ФРАГМЕНТ ТЕКСТА -
И вот он предложил мне что-то очень любопытное - с видом заговорщика, с азартным огоньком в глазах. Я не знала что, это была его тайна. Предвкушала изящно-сюрпризное - что-нибудь в таллинском стиле.
Пару слов обо мне. По сугубой нужде контекста. Я тогда довольно часто выступала с литературной критикой в "Новом мире", "Литературном обозрении", "Звезде", "Неве" и т. д. В издательстве "Советский писатель" только что одобрили в печать мою книгу о Пришвине, но в конце концов зарубили. Саша тогда прислушивался к моим литературным оценкам. Мы с ним прохладно дружили.
Мы вышли из старинного центра Таллина, архитектура становилась скучней - все менее эстонской, все более окраинно советской. Тревожное ощущение заграницы - всегда его испытывала в Таллине - пропало. Что-то вроде доходного - огромного, облезлого и старого - дома. Темная и пахучая заскорузлым жильем - лестница. Мне неловко - без приглашения в чужой домашний интим. Ничего, успокаивал Саша, меня здесь знают, всё удобно.
Помню, мы вошли в очень большую и почти без мебели комнату, и в углу - по диагонали от входа - сидел на полу Довлатов. Человек, убитый наповал. Но живущий ещё из-за крепости своих могучих, воистину былинных, богом отпущенных ему лет на сто хорошей жизни - физических сил.

СОДЕРЖАНИЕ НАБОРА ДАННЫХ -
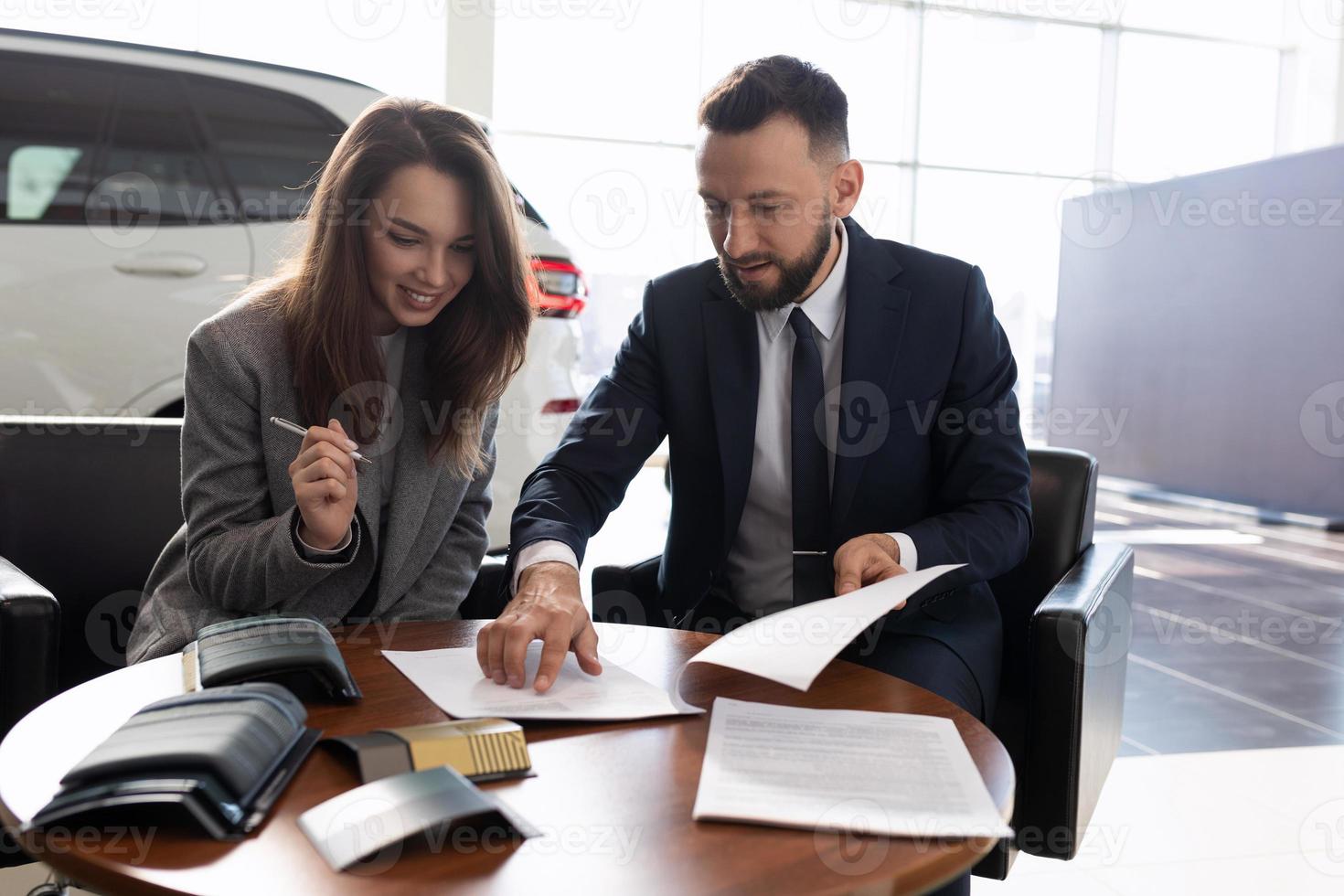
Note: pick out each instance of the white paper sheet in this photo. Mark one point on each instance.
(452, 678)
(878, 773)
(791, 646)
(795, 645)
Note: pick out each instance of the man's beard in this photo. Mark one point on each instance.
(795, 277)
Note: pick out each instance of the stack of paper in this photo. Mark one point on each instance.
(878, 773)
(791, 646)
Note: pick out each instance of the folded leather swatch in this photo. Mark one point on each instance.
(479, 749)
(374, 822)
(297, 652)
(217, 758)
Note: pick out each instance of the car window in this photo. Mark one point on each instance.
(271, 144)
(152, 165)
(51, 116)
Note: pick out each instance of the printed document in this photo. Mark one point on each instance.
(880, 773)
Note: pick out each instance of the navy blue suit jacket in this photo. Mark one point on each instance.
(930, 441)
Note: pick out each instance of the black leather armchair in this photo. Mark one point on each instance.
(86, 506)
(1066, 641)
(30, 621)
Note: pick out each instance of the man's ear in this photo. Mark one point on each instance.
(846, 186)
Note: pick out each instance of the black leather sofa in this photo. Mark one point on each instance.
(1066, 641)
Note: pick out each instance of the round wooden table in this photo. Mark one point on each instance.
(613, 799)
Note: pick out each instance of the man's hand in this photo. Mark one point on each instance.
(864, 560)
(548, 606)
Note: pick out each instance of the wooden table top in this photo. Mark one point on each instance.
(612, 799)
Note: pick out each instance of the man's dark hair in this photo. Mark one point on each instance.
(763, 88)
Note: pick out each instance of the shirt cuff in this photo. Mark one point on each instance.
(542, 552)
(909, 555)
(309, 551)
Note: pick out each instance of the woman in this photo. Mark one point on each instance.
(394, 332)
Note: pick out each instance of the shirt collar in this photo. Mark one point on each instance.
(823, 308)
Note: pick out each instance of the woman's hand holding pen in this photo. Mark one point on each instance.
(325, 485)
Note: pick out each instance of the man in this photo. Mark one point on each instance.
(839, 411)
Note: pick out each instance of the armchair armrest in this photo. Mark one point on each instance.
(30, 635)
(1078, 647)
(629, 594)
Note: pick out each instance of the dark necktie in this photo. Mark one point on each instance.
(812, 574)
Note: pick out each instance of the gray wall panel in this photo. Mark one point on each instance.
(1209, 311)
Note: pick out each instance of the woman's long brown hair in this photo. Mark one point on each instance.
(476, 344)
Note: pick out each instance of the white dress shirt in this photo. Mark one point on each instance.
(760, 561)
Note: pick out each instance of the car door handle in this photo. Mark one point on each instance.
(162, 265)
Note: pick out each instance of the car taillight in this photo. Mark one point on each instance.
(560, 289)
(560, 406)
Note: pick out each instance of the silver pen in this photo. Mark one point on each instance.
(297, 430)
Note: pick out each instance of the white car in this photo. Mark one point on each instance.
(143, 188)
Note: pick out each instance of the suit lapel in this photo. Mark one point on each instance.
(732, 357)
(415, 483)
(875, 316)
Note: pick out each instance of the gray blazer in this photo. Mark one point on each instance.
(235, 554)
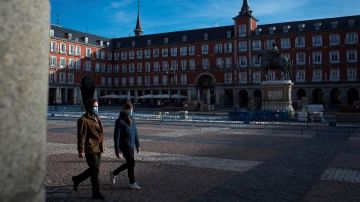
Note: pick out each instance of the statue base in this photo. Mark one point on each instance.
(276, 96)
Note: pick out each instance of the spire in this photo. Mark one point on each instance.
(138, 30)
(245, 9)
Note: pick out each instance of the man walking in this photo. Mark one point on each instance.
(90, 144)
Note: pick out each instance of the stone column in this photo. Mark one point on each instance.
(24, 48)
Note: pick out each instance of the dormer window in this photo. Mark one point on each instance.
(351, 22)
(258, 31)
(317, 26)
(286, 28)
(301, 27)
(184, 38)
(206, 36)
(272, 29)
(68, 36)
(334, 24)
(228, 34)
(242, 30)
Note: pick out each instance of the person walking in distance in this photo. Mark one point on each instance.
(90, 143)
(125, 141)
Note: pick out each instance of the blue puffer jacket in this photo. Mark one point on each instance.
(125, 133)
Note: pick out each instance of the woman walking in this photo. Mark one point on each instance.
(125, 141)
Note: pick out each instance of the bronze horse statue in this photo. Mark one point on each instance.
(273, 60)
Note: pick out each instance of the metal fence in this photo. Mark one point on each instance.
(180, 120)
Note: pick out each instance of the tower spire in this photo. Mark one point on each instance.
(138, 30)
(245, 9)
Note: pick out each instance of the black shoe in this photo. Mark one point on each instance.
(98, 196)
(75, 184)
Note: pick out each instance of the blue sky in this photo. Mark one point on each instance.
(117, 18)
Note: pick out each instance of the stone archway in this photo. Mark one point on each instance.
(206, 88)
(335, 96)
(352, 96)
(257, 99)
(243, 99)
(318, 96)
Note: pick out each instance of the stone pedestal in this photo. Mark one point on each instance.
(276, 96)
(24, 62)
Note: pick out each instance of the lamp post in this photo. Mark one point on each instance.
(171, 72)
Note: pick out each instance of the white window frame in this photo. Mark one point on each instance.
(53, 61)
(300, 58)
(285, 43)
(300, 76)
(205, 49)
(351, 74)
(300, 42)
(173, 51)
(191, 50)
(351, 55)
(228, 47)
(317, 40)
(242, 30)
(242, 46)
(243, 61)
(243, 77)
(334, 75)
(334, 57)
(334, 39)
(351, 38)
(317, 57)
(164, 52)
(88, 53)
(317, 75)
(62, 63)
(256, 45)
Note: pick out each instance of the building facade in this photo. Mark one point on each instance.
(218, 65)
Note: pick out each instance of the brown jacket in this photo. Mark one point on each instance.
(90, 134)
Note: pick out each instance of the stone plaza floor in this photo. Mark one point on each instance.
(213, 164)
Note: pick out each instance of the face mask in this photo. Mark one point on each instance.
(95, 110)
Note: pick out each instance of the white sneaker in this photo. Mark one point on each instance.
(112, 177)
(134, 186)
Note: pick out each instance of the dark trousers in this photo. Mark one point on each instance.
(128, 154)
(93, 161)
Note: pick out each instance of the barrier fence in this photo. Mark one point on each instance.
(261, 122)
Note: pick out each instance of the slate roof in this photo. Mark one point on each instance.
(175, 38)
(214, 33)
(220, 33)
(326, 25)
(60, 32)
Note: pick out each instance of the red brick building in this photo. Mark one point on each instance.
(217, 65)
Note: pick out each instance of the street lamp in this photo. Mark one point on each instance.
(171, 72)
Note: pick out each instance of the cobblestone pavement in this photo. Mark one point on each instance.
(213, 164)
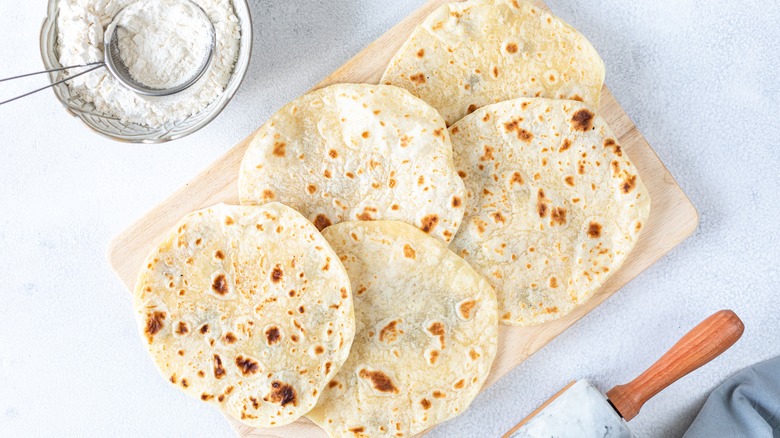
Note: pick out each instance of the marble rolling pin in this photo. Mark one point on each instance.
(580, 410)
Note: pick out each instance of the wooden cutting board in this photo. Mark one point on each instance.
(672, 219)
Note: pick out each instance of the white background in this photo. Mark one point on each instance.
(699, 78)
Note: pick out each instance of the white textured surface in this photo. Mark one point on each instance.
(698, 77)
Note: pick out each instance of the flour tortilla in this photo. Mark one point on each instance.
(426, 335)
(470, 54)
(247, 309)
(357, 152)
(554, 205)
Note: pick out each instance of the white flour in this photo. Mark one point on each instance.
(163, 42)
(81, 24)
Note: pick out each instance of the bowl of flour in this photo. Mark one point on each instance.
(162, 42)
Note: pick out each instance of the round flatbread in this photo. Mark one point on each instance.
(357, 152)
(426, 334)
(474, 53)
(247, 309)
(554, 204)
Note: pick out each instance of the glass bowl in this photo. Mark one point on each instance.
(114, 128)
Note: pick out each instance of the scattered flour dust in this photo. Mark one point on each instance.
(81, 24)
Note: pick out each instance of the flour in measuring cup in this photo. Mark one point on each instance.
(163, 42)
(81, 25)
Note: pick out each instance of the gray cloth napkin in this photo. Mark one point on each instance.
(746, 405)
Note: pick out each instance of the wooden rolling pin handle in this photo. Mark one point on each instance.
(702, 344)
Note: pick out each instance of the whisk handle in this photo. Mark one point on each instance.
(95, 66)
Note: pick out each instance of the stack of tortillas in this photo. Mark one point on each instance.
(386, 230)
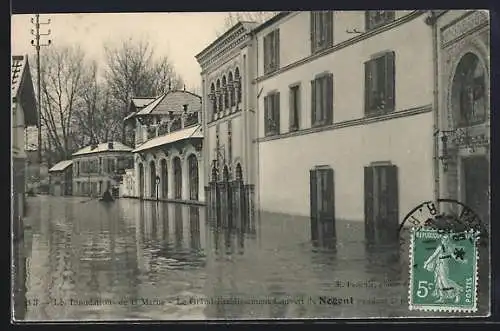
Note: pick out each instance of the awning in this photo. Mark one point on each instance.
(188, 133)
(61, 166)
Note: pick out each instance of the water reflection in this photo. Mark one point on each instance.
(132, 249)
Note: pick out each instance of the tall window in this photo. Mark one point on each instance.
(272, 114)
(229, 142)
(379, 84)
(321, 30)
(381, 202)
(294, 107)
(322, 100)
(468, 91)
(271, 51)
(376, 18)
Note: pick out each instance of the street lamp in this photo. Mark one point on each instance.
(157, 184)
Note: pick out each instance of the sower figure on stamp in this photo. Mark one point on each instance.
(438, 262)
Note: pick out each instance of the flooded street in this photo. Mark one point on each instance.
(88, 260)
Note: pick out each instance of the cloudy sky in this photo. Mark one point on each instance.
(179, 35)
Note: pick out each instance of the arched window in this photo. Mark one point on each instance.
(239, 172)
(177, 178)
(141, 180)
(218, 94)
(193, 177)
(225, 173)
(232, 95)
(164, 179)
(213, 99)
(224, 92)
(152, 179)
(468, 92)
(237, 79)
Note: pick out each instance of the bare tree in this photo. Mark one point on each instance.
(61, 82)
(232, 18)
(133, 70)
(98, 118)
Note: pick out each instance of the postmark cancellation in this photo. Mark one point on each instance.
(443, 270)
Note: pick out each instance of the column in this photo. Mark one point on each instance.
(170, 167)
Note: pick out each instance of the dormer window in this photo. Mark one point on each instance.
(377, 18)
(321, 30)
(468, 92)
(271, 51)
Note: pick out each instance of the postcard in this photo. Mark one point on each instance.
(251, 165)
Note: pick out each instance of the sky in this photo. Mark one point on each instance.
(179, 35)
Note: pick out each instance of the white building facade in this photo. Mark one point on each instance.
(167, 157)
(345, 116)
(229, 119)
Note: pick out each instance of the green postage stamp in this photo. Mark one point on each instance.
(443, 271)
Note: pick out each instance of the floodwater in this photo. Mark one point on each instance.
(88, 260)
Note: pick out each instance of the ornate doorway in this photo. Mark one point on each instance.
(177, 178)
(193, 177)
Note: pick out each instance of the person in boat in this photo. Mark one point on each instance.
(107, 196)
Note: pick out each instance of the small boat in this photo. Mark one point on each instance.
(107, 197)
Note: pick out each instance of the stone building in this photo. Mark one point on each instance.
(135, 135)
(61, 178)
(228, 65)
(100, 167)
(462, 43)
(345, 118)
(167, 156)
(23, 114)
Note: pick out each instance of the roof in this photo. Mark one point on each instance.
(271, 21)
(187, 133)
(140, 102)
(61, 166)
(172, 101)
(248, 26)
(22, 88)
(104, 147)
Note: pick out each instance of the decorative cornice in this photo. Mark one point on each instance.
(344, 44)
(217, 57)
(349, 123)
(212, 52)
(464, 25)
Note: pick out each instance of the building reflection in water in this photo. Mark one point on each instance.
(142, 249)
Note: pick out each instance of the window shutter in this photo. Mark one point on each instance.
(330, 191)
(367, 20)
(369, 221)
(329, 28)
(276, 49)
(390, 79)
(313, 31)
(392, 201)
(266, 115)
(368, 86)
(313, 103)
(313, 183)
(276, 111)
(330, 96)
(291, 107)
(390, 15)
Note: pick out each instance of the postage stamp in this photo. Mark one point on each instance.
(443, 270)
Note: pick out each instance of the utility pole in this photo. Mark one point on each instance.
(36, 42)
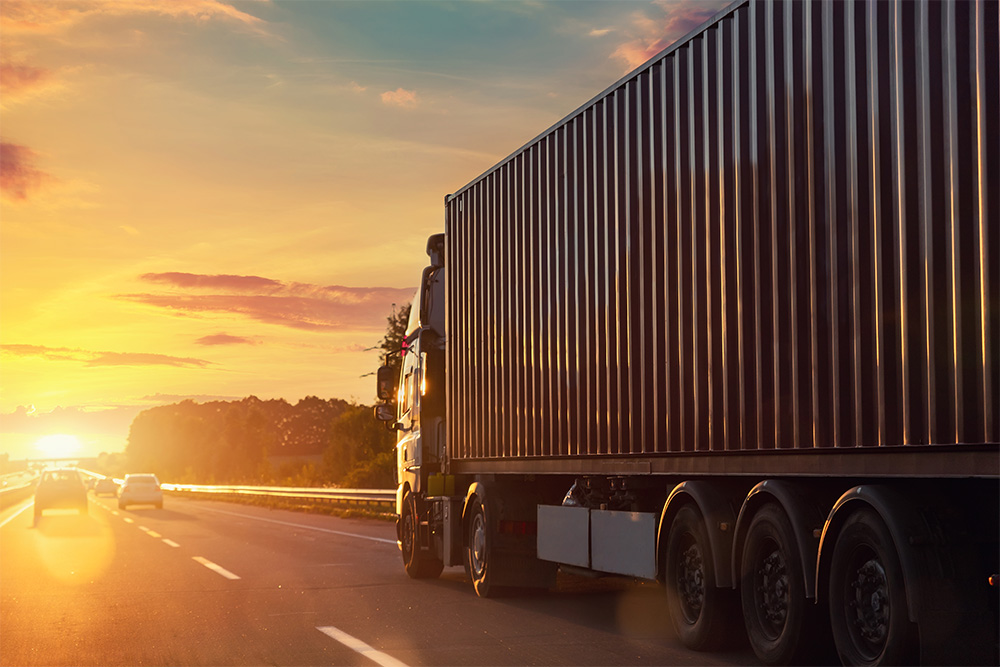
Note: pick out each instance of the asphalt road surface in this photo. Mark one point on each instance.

ЧТО НУЖНО СДЕЛАТЬ -
A: Назовите журналы, в которых, согласно фрагменту текста, часто выступал с критикой автор.
B: В каком издательстве сначала одобрили, а потом зарубили книгу о Пришвине, упомянутую во фрагменте текста?
C: Перепишите из фрагмента текста отрывок от слов "И вот он предложил" до слов "в таллинском стиле." включительно.

ОТВЕТЫ К ЗАДАНИЯМ -
A: «Новый мир», «Литературное обозрение», «Звезда», «Нева».

B: В издательстве «Советский писатель».

C:
И вот он предложил мне что-то очень любопытное - с видом заговорщика, с азартным огоньком в глазах. Я не знала что, это была его тайна. Предвкушала изящно-сюрпризное - что-нибудь в таллинском стиле.